## WHAT IS BEING ASKED
From the first line of the records below, transcribe each line exactly up to and including the one with "537L254 542L229 488L137"; pictures stay out.

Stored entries
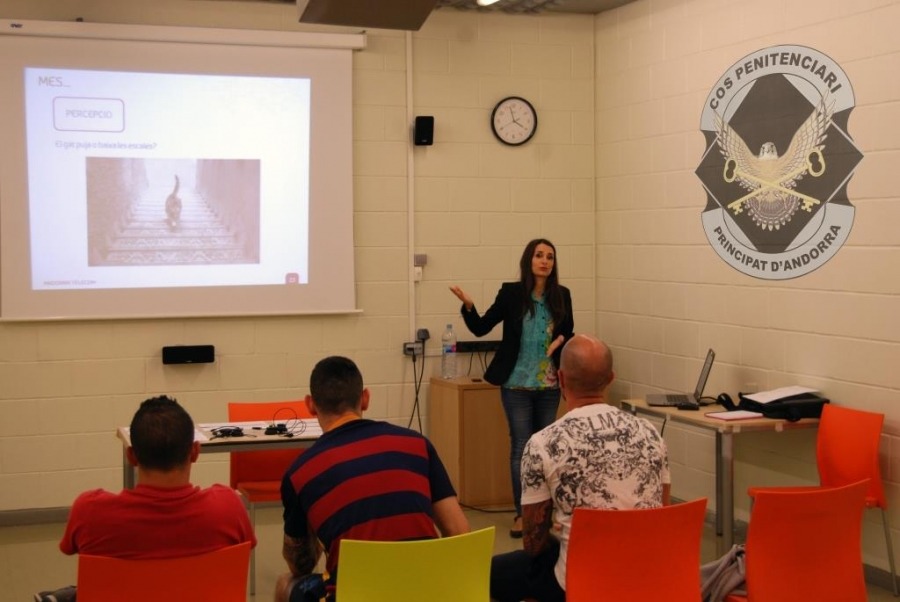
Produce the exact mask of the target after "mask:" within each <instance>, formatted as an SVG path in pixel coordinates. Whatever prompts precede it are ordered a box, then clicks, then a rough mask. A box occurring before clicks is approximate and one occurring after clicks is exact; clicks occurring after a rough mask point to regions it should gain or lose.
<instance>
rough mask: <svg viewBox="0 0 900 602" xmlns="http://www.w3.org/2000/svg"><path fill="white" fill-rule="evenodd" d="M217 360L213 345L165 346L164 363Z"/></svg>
mask: <svg viewBox="0 0 900 602" xmlns="http://www.w3.org/2000/svg"><path fill="white" fill-rule="evenodd" d="M214 361H216V348H215V347H214V346H213V345H173V346H171V347H163V363H164V364H209V363H212V362H214Z"/></svg>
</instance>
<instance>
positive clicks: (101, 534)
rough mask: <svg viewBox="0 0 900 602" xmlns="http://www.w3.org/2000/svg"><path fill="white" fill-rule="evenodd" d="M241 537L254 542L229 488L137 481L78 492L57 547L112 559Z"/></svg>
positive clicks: (167, 553) (212, 550)
mask: <svg viewBox="0 0 900 602" xmlns="http://www.w3.org/2000/svg"><path fill="white" fill-rule="evenodd" d="M245 541H250V542H252V545H253V546H254V547H255V546H256V536H255V535H254V533H253V527H252V526H251V525H250V518H249V516H248V515H247V510H246V509H245V508H244V505H243V504H242V503H241V500H240V498H239V497H238V495H237V493H235V491H234V490H233V489H231V488H229V487H225V486H224V485H213V486H212V487H209V488H207V489H201V488H200V487H197V486H195V485H184V486H182V487H176V488H174V489H165V488H159V487H150V486H147V485H138V486H137V487H135V488H134V489H124V490H122V492H121V493H117V494H116V493H110V492H109V491H104V490H103V489H94V490H92V491H86V492H84V493H82V494H81V495H79V496H78V498H77V499H76V500H75V503H74V504H73V505H72V511H71V513H70V514H69V522H68V524H67V525H66V532H65V533H64V534H63V538H62V541H60V542H59V549H60V550H62V551H63V553H65V554H79V553H82V554H92V555H95V556H112V557H116V558H138V559H140V558H177V557H179V556H192V555H195V554H203V553H205V552H211V551H213V550H218V549H220V548H224V547H227V546H231V545H234V544H238V543H242V542H245Z"/></svg>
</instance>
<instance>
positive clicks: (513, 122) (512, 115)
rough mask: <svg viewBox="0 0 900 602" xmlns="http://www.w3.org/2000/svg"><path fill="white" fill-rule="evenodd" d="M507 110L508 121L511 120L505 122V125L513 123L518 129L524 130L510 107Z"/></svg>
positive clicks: (504, 126) (518, 120)
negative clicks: (508, 116) (516, 125)
mask: <svg viewBox="0 0 900 602" xmlns="http://www.w3.org/2000/svg"><path fill="white" fill-rule="evenodd" d="M508 108H509V117H510V119H512V121H507V122H506V125H509V124H510V123H515V124H516V125H517V126H519V127H520V128H522V129H523V130H524V129H526V128H525V126H524V125H522V124H521V123H519V120H518V119H516V114H515V112H514V111H513V110H512V106H510V107H508ZM504 127H505V126H504Z"/></svg>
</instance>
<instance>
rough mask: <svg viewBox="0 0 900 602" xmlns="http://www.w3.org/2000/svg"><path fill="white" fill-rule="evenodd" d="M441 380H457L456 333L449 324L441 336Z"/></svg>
mask: <svg viewBox="0 0 900 602" xmlns="http://www.w3.org/2000/svg"><path fill="white" fill-rule="evenodd" d="M441 378H456V333H455V332H453V324H447V328H446V330H444V333H443V334H442V335H441Z"/></svg>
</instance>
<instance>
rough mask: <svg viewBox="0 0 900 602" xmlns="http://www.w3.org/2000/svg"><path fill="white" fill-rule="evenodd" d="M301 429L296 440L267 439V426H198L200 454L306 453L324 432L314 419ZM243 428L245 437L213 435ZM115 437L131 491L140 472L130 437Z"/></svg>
mask: <svg viewBox="0 0 900 602" xmlns="http://www.w3.org/2000/svg"><path fill="white" fill-rule="evenodd" d="M299 422H300V423H302V424H303V427H302V432H301V427H293V426H292V428H293V429H294V436H293V437H285V436H284V435H266V434H265V425H266V423H264V422H223V423H218V424H198V425H197V429H196V434H195V439H196V440H198V441H200V453H224V452H247V451H264V450H269V449H285V448H298V449H304V448H307V447H309V446H311V445H312V444H313V443H314V442H315V441H316V439H318V438H319V436H320V435H321V434H322V429H321V428H320V427H319V423H318V422H317V421H316V420H315V419H303V420H300V421H299ZM225 425H227V426H237V427H241V428H242V430H243V432H244V433H245V434H244V436H242V437H216V436H215V435H214V433H213V432H212V429H213V428H216V427H218V426H225ZM116 437H118V438H119V439H120V440H121V441H122V484H123V486H124V487H125V488H126V489H131V488H133V487H134V485H135V483H136V482H137V471H136V469H135V467H134V466H132V465H131V463H130V462H128V456H127V455H126V453H125V450H126V449H128V447H129V446H131V437H130V433H129V429H128V427H127V426H122V427H119V428H118V429H117V430H116Z"/></svg>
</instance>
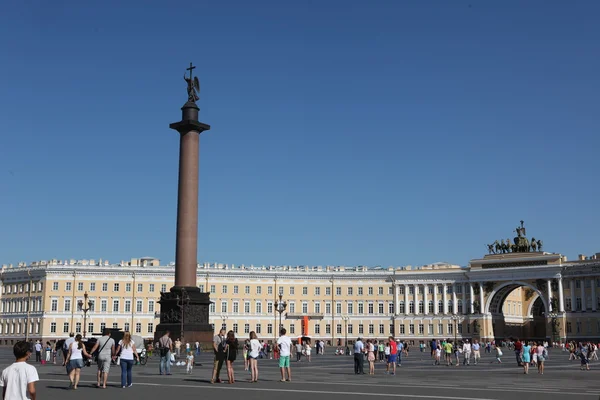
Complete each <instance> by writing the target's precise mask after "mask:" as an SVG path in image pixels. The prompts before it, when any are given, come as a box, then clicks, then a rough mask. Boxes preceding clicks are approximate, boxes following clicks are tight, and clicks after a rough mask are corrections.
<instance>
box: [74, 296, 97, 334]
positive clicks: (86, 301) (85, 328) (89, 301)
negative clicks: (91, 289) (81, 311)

## EXERCISE ANSWER
Produce the exact mask of the target after "mask:" within each <instance>, formatted as an SVG path in pixel coordinates. Whatever prompts precede it are ordered a box, then clicks, then a rough mask. A box occurring before clicks is approximate and one occurring after clicks is exact; clicks occurring after a rough mask point to regions it should gain or lose.
<instance>
rough mask: <svg viewBox="0 0 900 602" xmlns="http://www.w3.org/2000/svg"><path fill="white" fill-rule="evenodd" d="M217 360L213 345L165 346L164 363Z"/></svg>
mask: <svg viewBox="0 0 900 602" xmlns="http://www.w3.org/2000/svg"><path fill="white" fill-rule="evenodd" d="M214 361H216V348H215V347H214V346H213V345H173V346H171V347H163V363H164V364H209V363H212V362H214Z"/></svg>
</instance>
<instance>
positive clicks: (101, 534)
rough mask: <svg viewBox="0 0 900 602" xmlns="http://www.w3.org/2000/svg"><path fill="white" fill-rule="evenodd" d="M241 537L254 542L229 488L137 481L78 492L57 547L112 559Z"/></svg>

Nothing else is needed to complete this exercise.